TO BE DONE:
Rewrite the records below as a two-column CSV with the headers input and output, giving each record one row. Put its text and its answer each in a single quoted field, with line breaks replaced by spaces.

(Stored dataset items)
┌────────

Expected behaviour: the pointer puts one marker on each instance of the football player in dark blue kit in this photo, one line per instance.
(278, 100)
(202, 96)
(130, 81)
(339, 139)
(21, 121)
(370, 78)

└────────

SOLUTION FOR THIS TASK:
input,output
"Expected behaviour: the pointer puts one marker on each instance of the football player in dark blue kit in this photo, one line per instance.","(278, 100) (202, 96) (130, 81) (339, 139) (21, 121) (370, 78)"